_YOUR INSTRUCTIONS:_
Reproduce verbatim the passage of the article below on Fasih Mahmood's detention, from "- By Kashif-ul-Huda" up to and including "announcing his arrest.".

_ARTICLE:_
━━━━━━━━
- By Kashif-ul-Huda
It is an open secret that Delhi media works closely with the Intelligence Bureau (IB), dutifully reporting everything that the IB or Delhi Police puts out regarding terrorism cases. It is usually years later that the courts are able to see the contradictions in police version of events and the accused is finally acquitted. Media for not questioning police claims fails in its duties of being a watchdog. It took 160 days from the illegal detention of Fasih Mahmood in Saudi Arabia to his arrival in New Delhi and still there is utter confusion in news reports announcing his arrest.
Engineer Fasih Mahmood was detained on May 13th by Saudi authorities accompanied by Indian officials from his home in Jubail. TCN was the first one to break this news. Initially, India denied any knowledge or hands in Fasih’s arrest but when his wife moved the Supreme Court then India requested Interpol to issue a Red Corner Notice. Even then India denied knowing anything about reasons for Fasih’s arrest.
━━━━━━━━
_LISTING:_
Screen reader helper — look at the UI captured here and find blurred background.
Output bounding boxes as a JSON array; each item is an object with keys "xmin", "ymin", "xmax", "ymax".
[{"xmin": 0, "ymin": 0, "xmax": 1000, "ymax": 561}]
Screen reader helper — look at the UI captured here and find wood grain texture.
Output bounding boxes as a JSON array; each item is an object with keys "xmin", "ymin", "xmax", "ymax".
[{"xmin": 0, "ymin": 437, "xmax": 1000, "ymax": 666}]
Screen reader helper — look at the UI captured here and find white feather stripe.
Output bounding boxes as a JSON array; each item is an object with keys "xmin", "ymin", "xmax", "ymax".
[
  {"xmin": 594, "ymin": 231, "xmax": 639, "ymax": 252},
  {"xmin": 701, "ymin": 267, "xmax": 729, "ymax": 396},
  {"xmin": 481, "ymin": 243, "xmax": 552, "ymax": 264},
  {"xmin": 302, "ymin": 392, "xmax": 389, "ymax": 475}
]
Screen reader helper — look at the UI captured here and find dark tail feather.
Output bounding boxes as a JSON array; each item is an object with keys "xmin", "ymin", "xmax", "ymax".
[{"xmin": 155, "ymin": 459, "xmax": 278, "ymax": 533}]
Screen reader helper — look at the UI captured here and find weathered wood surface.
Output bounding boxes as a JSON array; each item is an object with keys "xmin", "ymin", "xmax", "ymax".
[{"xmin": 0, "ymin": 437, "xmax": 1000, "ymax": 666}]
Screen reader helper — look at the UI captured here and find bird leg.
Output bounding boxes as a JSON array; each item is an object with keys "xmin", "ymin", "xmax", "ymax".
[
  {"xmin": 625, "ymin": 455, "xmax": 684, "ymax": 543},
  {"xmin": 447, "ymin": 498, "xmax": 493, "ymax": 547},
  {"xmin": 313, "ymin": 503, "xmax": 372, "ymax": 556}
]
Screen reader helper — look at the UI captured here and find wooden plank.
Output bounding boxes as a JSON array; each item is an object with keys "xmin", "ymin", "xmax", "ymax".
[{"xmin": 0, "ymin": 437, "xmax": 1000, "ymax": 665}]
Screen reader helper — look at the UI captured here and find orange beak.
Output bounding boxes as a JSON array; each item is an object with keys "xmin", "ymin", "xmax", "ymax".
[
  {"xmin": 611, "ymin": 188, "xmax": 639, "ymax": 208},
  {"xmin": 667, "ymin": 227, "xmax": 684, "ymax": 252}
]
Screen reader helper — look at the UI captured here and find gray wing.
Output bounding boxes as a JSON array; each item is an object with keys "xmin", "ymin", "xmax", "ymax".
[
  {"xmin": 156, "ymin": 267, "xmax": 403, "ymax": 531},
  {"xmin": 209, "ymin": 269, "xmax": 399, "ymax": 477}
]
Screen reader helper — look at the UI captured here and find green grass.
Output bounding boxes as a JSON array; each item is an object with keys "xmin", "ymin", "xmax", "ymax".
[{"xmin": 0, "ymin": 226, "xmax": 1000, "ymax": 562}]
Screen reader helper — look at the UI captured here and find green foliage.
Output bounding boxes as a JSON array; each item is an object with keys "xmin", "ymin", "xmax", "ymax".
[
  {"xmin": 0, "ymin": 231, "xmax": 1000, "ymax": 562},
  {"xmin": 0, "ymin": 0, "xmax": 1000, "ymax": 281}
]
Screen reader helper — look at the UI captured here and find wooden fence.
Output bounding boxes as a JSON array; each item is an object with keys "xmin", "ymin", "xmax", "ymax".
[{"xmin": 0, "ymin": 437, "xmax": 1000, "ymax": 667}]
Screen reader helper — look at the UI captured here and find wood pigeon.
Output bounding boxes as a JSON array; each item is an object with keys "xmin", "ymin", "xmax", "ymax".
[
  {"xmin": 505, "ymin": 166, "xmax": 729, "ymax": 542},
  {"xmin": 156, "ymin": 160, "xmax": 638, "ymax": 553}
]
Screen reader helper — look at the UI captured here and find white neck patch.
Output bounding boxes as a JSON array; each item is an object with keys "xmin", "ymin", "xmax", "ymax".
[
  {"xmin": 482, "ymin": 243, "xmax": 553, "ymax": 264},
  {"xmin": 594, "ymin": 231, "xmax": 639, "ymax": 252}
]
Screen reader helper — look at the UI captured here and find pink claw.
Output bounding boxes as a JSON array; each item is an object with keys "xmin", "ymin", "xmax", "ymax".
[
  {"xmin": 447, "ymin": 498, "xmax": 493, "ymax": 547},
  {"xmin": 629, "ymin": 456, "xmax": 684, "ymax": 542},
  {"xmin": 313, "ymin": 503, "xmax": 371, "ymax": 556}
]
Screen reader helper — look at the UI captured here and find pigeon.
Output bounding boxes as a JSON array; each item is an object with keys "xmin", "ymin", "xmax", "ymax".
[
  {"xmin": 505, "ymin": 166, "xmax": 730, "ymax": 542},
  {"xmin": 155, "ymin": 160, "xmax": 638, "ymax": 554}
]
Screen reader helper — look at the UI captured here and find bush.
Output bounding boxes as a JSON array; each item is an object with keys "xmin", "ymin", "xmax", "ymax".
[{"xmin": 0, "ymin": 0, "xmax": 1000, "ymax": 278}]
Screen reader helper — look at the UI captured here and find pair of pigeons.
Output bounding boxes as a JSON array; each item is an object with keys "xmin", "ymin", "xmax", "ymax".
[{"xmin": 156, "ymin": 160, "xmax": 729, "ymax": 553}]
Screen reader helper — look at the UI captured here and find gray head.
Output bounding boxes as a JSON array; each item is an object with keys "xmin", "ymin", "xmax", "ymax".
━━━━━━━━
_OUTPUT OF THE TASK:_
- By Kashif-ul-Huda
It is an open secret that Delhi media works closely with the Intelligence Bureau (IB), dutifully reporting everything that the IB or Delhi Police puts out regarding terrorism cases. It is usually years later that the courts are able to see the contradictions in police version of events and the accused is finally acquitted. Media for not questioning police claims fails in its duties of being a watchdog. It took 160 days from the illegal detention of Fasih Mahmood in Saudi Arabia to his arrival in New Delhi and still there is utter confusion in news reports announcing his arrest.